Исходный текст |
Одной из черт новой историографической культуры становится этическая ответственность историка перед «Другими», т. е. людьми прошлого. В связи с этим меняется и отношение историка к историческому источнику. Как заметила в конце XX в. О.М. Медушевская, от исследователя потребовалось признать за источником не столько вместилище определенной информации, «сколько реализованный продукт Другой человеческой психики», т. е. источник – «это продукт целенаправленной, осознанной деятельности человека». Историк подчеркивала, что признание «другого» не есть просто признание его как иного (так называемая инаковость), «но прежде всего как равновеликого и самодостаточного индивида, а, следовательно, носителя социальной информации. Человек лучше всего выражен в своем сознательно целенаправленном творчестве. Он создает произведения, служащие, в свою очередь, основным источником гуманитарного познания. Следовательно, в центре внимания оказывается не отношение субъект – объект, но триада: человек – произведение – человек»[2].
Вполне понятно, что референтом (конкретным предметом или событием) исторической реконструкции историка не может являться сама ушедшая реальность. Такими референтами могут быть только созданные представителями другой ушедшей эпохи/культуры тексты, а это значит, что реально существуют лишь фрагменты реальности – те или иные события, зафиксированные в этих документах. По этому поводу Питер Бёрк замечает, что наши умы не отражают действительность непосредственно. Мы чувствуем мир только через сеть условностей, схем и стереотипов, и сама эта сеть изменяется от одной культуры к другой[3]. Историки, изучающие средневековые памятники, вынуждены признавать, что то, что однажды было событием, теперь является текстом, сконструированным представителем культуры, погруженной в систему интерпретаций, совершенно отличной от нашего рационалистического подхода[4]. Более того, если мы собираемся искать оригинальную, нетекстовую правду, то средневековая хроника в этом деле – опасный источник[5].

Задание A |
Назовите все составляющие сети, через которую, согласно тексту об историческом источнике, мы чувствуем мир.
Задание B |
Определите, соответствуют ли тексту об историческом источнике следующие утверждения: (i) О.М. Медушевская высказала свое замечание в конце XX в.; (ii) референтом исторической реконструкции может являться сама ушедшая реальность; (iii) средневековая хроника служит надежным источником при поиске оригинальной, нетекстовой правды. Ответьте «да» или «нет» на каждое утверждение и подтвердите ответ точной цитатой из текста.
Задание C |
Приведите продолжение текста об историческом источнике, начиная сразу после его последнего предложения.
Приведенные далее записи представляют собой самостоятельный материал, не связанный с текстом об историческом источнике.

Набор данных |
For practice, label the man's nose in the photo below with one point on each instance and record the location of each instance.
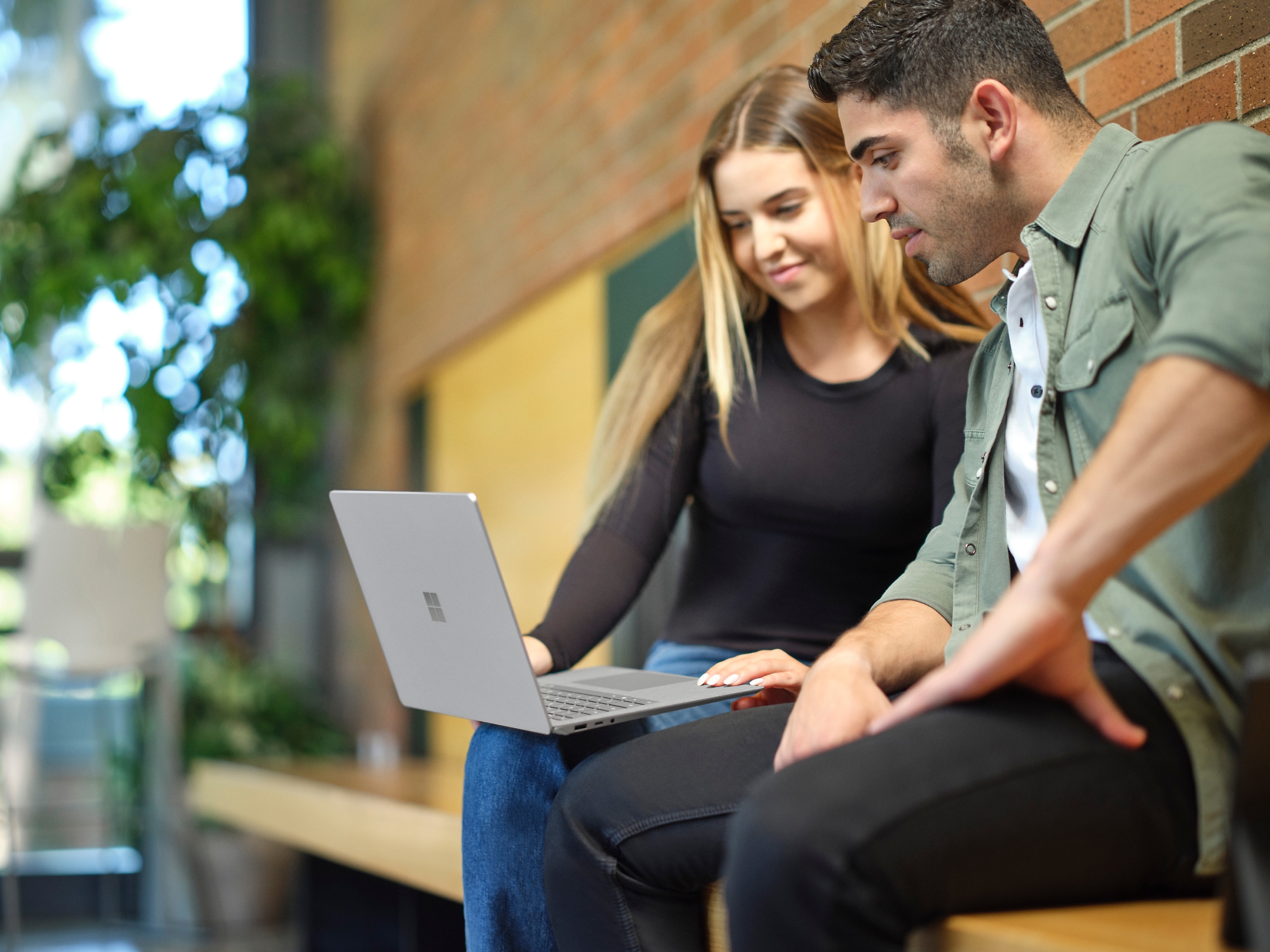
(876, 202)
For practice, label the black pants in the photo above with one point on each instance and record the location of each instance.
(1010, 802)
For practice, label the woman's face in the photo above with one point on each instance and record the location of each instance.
(775, 211)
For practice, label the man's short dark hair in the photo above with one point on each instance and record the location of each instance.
(930, 54)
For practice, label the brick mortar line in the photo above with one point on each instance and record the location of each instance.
(1175, 17)
(1071, 13)
(1225, 60)
(1239, 88)
(1103, 56)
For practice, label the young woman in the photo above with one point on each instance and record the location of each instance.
(803, 390)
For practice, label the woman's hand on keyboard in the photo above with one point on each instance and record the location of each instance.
(540, 658)
(779, 675)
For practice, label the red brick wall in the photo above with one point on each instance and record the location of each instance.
(1158, 67)
(514, 143)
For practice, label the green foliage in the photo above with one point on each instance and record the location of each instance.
(303, 239)
(237, 709)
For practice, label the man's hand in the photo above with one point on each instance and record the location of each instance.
(838, 703)
(1186, 432)
(846, 689)
(1055, 659)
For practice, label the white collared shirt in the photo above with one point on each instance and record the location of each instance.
(1026, 519)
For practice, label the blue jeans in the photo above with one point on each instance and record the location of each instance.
(510, 785)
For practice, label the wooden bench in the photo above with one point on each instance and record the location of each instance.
(404, 824)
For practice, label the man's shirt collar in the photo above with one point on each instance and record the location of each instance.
(1069, 214)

Результат выполнения A |
Условности, схемы, стереотипы.

Результат выполнения B |
(i) Да: «Как заметила в конце XX в. О.М. Медушевская».
(ii) Нет: «референтом (конкретным предметом или событием) исторической реконструкции историка не может являться сама ушедшая реальность».
(iii) Нет: «средневековая хроника в этом деле – опасный источник».

Результат выполнения C |
Эти утверждения указывают на признание существования определенного водораздела между современной и предшествующими культурами и, в частности, культурой средневековья; на понимание разницы между рациональным сознанием современного исследователя и сознанием автора средневекового текста. Трудность понять человека средневековья заключается в том, что европейское сознание за последние столетия пропиталось идеями «прогресса» и «роста», а в результате мы смотрим на человека далеких столетий, в том числе средневекового летописца, как на довольно «простого» и вообще «ограниченного» в своих взглядах автора. Такая примитивизация древнего книжника, а значит и овеществление оставленного им памятника, есть обычное заблуждение, заключающееся в представлении, что наша эпоха лучше предыдущей.
Рефлексия об указанных обстоятельствах позволяет понять, что интерпретационные процедуры работы со средневековыми текстами отнюдь не облегчаются, а напротив, становятся все более сложными и разнообразными. Современный исследователь признает, что, несмотря на большие достижения, сделанные в последнее время в области средневековой историографии, все еще отсутствует приемлемый концептуальный и методологический подход к анализу письменных источников[6].
В контексте быстро изменяющейся историографии, повышающегося интереса к человеческой субъективности и истории мышления, вполне понятной становится попытка И.Н. Данилевского пересмотреть некоторые устоявшиеся в науке взгляды на древнерусскую летопись и ее автора. Историк поставил задачу вычленить из Повести временных лет не ряды событий, достойных занимать места в линейном рассказе об истории государства, а понять летописца, так как интерес представляет именно человек – автор, его мировоззрение и процесс работы книжника над текстом летописи. К такому пониманию средневекового автора И.Н. Данилевский идет посредством соотнесения текста с психологическими и культурно-историческими факторами времени его создания (герменевтический метод), изучения истории самого текста, созданного конкретным автором и последующими переписчиками (текстологический анализ) и выявления этапов развития текста (генетической критики). Такой подход позволяет реконструировать процесс изображения летописцем образов прошлого и сам замысел его произведения[7].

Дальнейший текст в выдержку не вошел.